▶ Input rows

----------

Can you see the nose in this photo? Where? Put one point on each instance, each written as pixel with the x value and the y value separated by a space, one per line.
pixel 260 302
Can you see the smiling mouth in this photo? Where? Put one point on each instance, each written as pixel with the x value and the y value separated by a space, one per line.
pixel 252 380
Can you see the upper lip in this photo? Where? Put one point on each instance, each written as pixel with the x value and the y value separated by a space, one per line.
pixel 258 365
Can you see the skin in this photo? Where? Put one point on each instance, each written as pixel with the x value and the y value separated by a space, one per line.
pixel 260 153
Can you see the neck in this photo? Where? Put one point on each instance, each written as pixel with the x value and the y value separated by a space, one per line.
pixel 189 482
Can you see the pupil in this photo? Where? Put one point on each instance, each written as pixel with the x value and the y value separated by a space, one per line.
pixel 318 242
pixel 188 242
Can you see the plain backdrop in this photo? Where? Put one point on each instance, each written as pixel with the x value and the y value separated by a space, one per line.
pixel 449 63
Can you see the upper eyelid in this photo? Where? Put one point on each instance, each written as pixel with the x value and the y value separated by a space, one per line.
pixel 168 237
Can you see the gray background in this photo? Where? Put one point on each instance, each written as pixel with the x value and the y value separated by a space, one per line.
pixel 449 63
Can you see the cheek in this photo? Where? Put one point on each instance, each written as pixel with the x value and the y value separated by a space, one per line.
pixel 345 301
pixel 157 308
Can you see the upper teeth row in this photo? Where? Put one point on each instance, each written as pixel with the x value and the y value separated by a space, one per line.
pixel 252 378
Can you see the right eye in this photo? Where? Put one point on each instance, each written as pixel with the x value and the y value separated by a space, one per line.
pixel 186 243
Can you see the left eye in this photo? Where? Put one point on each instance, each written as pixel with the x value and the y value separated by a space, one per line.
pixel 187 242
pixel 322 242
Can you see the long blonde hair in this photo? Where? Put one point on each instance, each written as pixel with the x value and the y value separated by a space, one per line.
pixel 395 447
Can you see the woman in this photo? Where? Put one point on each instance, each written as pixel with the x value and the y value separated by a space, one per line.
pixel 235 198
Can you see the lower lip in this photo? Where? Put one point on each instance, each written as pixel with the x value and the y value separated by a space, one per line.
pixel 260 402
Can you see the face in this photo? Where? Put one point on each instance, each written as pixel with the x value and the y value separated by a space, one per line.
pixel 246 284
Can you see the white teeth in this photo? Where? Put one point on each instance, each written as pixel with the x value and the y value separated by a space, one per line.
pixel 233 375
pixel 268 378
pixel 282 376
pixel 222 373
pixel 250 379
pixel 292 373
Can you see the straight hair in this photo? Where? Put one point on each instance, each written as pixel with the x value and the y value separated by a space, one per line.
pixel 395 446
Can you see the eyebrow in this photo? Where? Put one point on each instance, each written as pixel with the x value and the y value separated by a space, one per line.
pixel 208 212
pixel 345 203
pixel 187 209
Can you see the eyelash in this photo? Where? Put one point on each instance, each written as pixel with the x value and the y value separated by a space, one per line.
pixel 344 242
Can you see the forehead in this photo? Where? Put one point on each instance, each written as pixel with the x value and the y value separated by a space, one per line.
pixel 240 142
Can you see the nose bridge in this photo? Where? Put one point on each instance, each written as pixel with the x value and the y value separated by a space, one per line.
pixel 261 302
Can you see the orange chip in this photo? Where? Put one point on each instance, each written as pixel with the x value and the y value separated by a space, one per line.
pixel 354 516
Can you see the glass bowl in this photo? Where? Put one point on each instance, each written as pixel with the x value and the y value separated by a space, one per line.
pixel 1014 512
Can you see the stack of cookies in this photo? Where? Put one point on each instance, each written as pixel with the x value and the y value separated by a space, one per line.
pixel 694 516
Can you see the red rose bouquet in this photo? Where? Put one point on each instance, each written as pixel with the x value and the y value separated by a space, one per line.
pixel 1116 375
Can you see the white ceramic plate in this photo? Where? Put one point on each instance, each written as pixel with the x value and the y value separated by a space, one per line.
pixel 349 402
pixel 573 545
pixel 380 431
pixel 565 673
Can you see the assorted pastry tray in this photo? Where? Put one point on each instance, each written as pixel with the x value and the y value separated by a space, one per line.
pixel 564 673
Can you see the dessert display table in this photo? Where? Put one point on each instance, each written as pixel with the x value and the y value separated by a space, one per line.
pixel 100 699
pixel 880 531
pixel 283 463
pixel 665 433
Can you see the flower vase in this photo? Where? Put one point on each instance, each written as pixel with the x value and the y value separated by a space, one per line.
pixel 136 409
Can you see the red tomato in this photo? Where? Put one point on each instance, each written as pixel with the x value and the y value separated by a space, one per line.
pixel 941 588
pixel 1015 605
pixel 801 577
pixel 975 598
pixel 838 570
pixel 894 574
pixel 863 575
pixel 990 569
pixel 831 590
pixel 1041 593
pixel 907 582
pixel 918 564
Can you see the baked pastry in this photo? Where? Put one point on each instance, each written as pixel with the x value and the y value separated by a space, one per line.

----------

▶ What the exercise asks
Render the data above as a numbered list, leaving out any blank lines.

▶ Exercise answer
1. Can you see the nose in this photo? Where? Put one point on each instance, each written as pixel with the x value and the y value separated by a space, one per line.
2. pixel 260 302
3. Can you see the smiling mouth in this photo? Where? Put one point on each instance, each written as pixel with the x value and the y value separated by a space, one per line.
4. pixel 252 380
5. Can you see the upper lip in this photo? Where? Put one point on each instance, each written as pixel with the x value and the y value separated by a space, one per line.
6. pixel 258 365
7. Can you see the skin in this photo? Where? Put one point on each instance, each written as pixel with the x value and the y value separated by a space, one per line.
8. pixel 260 153
9. Can you see the neck in this photo? Where? Put one point on each instance, each written as pixel with the x value and the y value separated by a space, one per line.
10. pixel 189 482
11. Can you see the pupil in this photo? Where? Put one point on each instance, each written as pixel with the x value and the y value separated by a space, one per line.
12. pixel 318 242
13. pixel 188 242
14. Can you see the plain backdrop in this photo? Where? Put one point on each instance, each written as pixel with the x value and the y value separated by a space, one per line.
15. pixel 449 63
16. Can you see the upper eyelid in this photo? Where? Put one point on each instance, each written as pixel with the x value and the y value separated by a space, one per line.
17. pixel 168 237
18. Can you see the gray background in this photo? Where? Put one point on each instance, each written as pixel with the x value and the y value separated by a space, one per line.
19. pixel 449 63
20. Can you see the cheek in this photo? Where? Put one point on each instance, each written as pixel with the x value and the y value separated by a space, one per line.
21. pixel 345 301
22. pixel 157 308
23. Can you see the upper teeth row in this photo? Where? Put one point on each instance, each written as pixel with the x value and the y value separated by a space, one per line.
24. pixel 252 378
25. Can you see the right eye in this photo? Where? Put one point on each instance, each written as pixel with the x value and the y value separated by a space, one per line.
26. pixel 186 243
27. Can you see the left eye in this photo? Where? Put one point on each instance, each written as pixel with the x value and the y value separated by a space, one per line.
28. pixel 187 242
29. pixel 322 242
30. Can you see the long blonde hair in this photo? Where? Put one point on each instance, each written as pixel with the x value and the y value separated by a space, one per line.
31. pixel 395 447
32. Can you see the woman in this photo? Where? Put one point on each instance, each written as pixel with the x value and the y value separated by a space, one per line.
33. pixel 235 198
34. Can you see the lower lip in this photo? Where? Put one point on each instance, each written as pixel with the x value and the y value separated by a space, one per line.
35. pixel 260 402
36. Can you see the face in this photo? Where? Put one point on each instance, each written as pixel with the x value and the y value separated by a space, one per line.
37. pixel 246 284
38. Can you see the white teeth in this photo? Where? Put one point on each instance, each written as pixel with the x value and the y value separated by a space, one per line.
39. pixel 233 375
40. pixel 268 378
41. pixel 282 376
42. pixel 222 373
43. pixel 250 379
44. pixel 292 373
45. Can you see the straight hair in this photo? Where? Put one point on each instance, each written as pixel with the x value and the y value separated by a space, one per line.
46. pixel 395 446
47. Can you see the eyebrow in this photo? Where? Put one point on each instance, each written as pixel with the x value and the y value separated by a space, one per line.
48. pixel 208 212
49. pixel 345 203
50. pixel 187 209
51. Can you see the eyelash in this photo? Where? Put one point on each instance, each written as pixel with the x value and the y value separated by a space, one per line.
52. pixel 344 242
53. Can you see the forehead in this photo? Where? Put one point on each instance, each written as pixel with the x value and the y value separated by a space, one per line.
54. pixel 240 142
55. Can you see the nose bridge in this photo? Where? Put one point on each instance, each written as pixel with the x value and the y value separated by a space, one per line.
56. pixel 261 302
57. Can you see the orange chip in this photo? Where? Put one point on each instance, each written as pixel with the x value and the y value separated by a space, one per line.
58. pixel 354 516
59. Can you see the glass bowl in this photo? Where? Put one point on each instance, each written as pixel with the x value and the y value separated by a space, one per line.
60. pixel 1014 512
61. Can you see the stack of cookies in this photo? Where? Put one point on each instance, each written as pixel with the x value and the y value separated by a space, one per line.
62. pixel 694 516
63. Can you see the red rose bouquet in this photo? Where? Put one point on each instance, each written as pixel with the x value and the y value separated by a space, one per line.
64. pixel 1116 375
65. Can you see the white ceramic plate in this photo? Where? Put one point on each instance, each written as pixel with the x value and the y value separated by a space, one per line.
66. pixel 349 402
67. pixel 573 545
68. pixel 380 431
69. pixel 565 673
70. Can you see the assorted pastry tray in this photo? Where? Put one point on each instance, each written as pixel with the x value and the y value separated by a space, one per line.
71. pixel 564 673
72. Can you see the dessert display table in this photo? Where? Put one point on each instance, each written as pixel with the x value and the y value separated by a space, one per line.
73. pixel 100 699
74. pixel 880 531
75. pixel 283 463
76. pixel 665 433
77. Can you see the flower vase in this photo? Where? Put one point on each instance, each written as pixel with the x value and the y value separated by a space, one per line.
78. pixel 136 409
79. Can you see the red tomato in this photo? Where? Put one point on each instance, each written as pixel with the x value and the y value separated by a space, one per line.
80. pixel 941 588
81. pixel 1015 605
82. pixel 801 577
83. pixel 975 598
84. pixel 838 570
85. pixel 894 574
86. pixel 863 575
87. pixel 990 569
88. pixel 831 590
89. pixel 1041 593
90. pixel 907 582
91. pixel 918 564
92. Can you see the baked pastry in this photo? Where? Put one point on each instance, each written as pixel with the x value and the y value separated by a space, one per line.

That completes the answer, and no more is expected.